Request -> Collect every line of the items below that contains the word "fabric", matching its case.
* START *
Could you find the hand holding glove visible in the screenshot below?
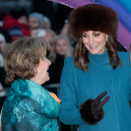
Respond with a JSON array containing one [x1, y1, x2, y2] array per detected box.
[[80, 91, 110, 125]]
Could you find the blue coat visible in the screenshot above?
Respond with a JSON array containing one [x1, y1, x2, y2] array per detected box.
[[60, 51, 131, 131], [2, 79, 60, 131]]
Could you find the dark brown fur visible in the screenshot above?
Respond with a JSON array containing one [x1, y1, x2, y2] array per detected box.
[[70, 4, 118, 40]]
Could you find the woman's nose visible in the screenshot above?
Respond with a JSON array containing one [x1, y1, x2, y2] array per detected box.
[[89, 37, 93, 44]]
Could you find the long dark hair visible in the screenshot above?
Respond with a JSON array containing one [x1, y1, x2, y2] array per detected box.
[[74, 35, 121, 71]]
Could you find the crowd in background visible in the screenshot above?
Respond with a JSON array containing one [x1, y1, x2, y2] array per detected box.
[[0, 4, 125, 131], [0, 9, 77, 131]]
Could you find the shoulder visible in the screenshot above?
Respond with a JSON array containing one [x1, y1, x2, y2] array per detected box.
[[118, 52, 130, 62]]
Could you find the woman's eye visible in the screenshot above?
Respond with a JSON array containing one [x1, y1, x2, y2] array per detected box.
[[94, 34, 100, 37], [83, 35, 88, 38]]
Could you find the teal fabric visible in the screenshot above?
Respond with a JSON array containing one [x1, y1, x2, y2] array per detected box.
[[60, 51, 131, 131], [2, 79, 60, 131]]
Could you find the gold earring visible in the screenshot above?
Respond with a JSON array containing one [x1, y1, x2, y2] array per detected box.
[[35, 70, 37, 75], [82, 47, 88, 50]]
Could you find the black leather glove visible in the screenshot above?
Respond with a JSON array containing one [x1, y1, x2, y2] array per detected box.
[[80, 91, 110, 125]]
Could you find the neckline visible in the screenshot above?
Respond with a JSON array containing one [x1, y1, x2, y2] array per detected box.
[[88, 50, 110, 66]]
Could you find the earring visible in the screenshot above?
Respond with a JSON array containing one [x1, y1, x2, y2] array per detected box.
[[82, 47, 87, 50], [35, 70, 37, 75]]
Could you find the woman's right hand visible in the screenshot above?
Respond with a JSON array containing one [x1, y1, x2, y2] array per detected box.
[[80, 91, 110, 125]]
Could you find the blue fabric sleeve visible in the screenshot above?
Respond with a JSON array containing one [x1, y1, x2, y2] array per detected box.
[[60, 58, 85, 125], [14, 92, 60, 119], [129, 51, 131, 107]]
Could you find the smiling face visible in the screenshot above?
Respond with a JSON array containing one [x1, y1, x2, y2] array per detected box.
[[31, 57, 51, 85], [55, 39, 68, 55], [82, 31, 108, 54]]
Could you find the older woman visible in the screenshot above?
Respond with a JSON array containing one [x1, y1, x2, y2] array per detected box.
[[60, 5, 131, 131], [2, 37, 60, 131]]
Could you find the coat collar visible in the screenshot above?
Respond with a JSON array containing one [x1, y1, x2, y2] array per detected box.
[[88, 50, 110, 66]]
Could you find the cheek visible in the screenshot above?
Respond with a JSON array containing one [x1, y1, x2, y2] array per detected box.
[[82, 38, 89, 45]]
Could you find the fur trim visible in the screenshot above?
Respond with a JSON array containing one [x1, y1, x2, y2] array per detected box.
[[70, 4, 118, 40], [80, 99, 104, 125]]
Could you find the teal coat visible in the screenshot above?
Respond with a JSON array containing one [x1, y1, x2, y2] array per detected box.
[[60, 52, 131, 131], [2, 79, 60, 131]]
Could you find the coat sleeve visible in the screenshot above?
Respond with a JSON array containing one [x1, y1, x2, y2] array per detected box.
[[15, 93, 60, 119], [60, 58, 85, 125]]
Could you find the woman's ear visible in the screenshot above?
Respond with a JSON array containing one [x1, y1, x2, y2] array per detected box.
[[106, 34, 108, 39]]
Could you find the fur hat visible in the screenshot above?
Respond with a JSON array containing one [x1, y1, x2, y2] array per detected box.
[[70, 4, 118, 40]]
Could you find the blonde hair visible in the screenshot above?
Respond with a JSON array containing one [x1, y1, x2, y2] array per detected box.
[[4, 37, 46, 84], [48, 35, 73, 63]]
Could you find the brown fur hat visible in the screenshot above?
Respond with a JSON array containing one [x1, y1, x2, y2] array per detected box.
[[70, 4, 118, 40]]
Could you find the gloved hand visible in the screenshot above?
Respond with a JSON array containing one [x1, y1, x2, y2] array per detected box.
[[80, 91, 110, 125], [91, 91, 110, 114]]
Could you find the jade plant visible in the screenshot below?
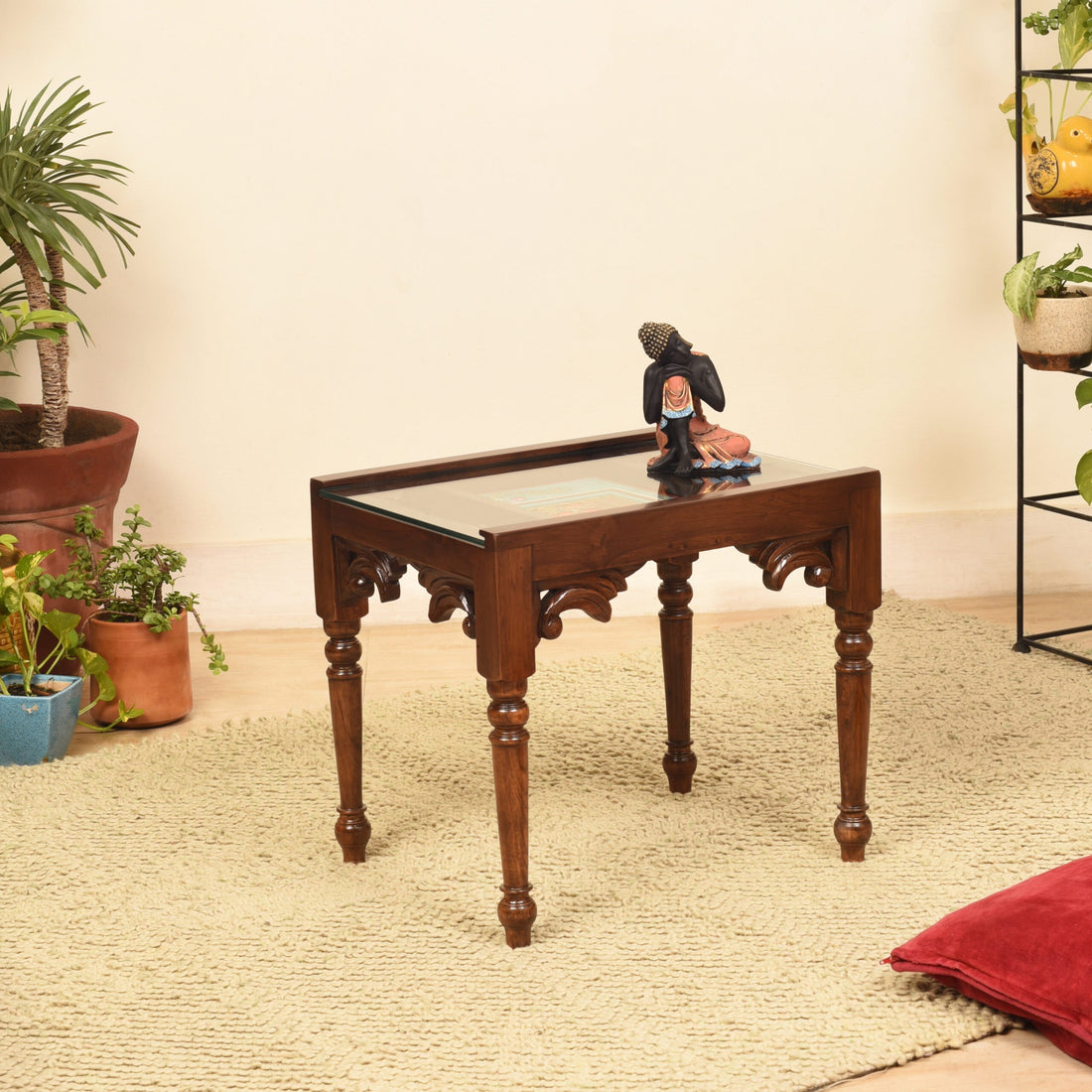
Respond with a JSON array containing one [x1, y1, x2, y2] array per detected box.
[[45, 504, 227, 675], [0, 535, 142, 731], [1000, 0, 1092, 141], [0, 78, 138, 448], [1003, 247, 1092, 319]]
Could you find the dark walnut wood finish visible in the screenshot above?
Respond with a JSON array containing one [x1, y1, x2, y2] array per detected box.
[[312, 430, 881, 948]]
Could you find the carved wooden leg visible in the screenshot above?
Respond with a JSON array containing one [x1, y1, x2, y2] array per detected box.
[[487, 679, 538, 948], [324, 621, 371, 862], [656, 557, 698, 793], [834, 610, 873, 861]]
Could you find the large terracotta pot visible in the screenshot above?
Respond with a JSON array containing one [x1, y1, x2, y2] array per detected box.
[[84, 611, 194, 729], [0, 405, 138, 603]]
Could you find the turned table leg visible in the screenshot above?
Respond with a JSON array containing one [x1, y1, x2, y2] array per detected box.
[[487, 679, 538, 948], [324, 621, 371, 863], [656, 556, 698, 793], [834, 610, 873, 861]]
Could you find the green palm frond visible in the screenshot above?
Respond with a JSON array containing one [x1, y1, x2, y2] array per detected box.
[[0, 77, 139, 287]]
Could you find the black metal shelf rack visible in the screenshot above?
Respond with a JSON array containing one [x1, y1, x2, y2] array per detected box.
[[1013, 0, 1092, 665]]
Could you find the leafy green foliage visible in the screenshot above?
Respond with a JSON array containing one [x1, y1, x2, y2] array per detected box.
[[44, 504, 227, 675], [0, 77, 138, 288], [0, 77, 139, 447], [1002, 246, 1092, 319], [0, 301, 75, 410], [1000, 0, 1092, 140], [1073, 379, 1092, 504], [0, 535, 142, 731]]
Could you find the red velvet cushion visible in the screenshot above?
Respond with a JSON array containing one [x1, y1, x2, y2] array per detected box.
[[888, 858, 1092, 1066]]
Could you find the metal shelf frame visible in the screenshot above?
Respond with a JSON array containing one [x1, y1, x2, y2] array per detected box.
[[1013, 0, 1092, 666]]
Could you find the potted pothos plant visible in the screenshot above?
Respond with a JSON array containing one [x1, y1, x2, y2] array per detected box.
[[0, 535, 140, 765], [1002, 247, 1092, 371], [0, 78, 138, 585], [45, 504, 227, 728]]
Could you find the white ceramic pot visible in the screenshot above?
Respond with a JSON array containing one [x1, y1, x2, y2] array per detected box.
[[1013, 287, 1092, 371]]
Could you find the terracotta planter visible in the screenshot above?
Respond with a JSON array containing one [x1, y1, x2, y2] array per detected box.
[[85, 612, 194, 729], [1013, 288, 1092, 371], [0, 405, 138, 585]]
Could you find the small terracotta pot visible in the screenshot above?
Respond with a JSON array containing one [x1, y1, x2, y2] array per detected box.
[[1013, 288, 1092, 371], [85, 611, 194, 729]]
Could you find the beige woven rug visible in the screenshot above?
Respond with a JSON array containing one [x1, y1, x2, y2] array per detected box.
[[0, 601, 1092, 1092]]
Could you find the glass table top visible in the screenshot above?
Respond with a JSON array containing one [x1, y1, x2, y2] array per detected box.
[[321, 451, 829, 545]]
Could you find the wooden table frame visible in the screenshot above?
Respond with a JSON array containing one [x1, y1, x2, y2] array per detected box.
[[312, 430, 881, 948]]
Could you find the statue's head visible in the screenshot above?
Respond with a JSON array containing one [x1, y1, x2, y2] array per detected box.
[[636, 323, 678, 360]]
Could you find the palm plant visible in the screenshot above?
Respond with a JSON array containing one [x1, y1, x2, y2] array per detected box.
[[0, 77, 139, 448]]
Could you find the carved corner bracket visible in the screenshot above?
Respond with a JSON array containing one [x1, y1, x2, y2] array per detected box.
[[338, 539, 406, 605], [417, 568, 476, 640], [736, 534, 839, 592], [538, 563, 643, 641]]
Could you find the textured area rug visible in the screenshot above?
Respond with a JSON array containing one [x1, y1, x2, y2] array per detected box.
[[0, 600, 1092, 1092]]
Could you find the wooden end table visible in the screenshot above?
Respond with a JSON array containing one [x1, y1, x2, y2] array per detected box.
[[312, 430, 881, 948]]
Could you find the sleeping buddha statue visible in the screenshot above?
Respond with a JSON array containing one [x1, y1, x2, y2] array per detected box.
[[636, 323, 762, 478]]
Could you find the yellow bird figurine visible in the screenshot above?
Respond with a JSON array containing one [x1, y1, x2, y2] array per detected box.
[[1024, 115, 1092, 216]]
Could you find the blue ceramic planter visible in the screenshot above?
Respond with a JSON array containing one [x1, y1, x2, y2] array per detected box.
* END *
Response to the exercise ->
Could you find the teal fabric visible in the screenshot above?
Could you find the blue fabric sleeve visible in the screenshot above?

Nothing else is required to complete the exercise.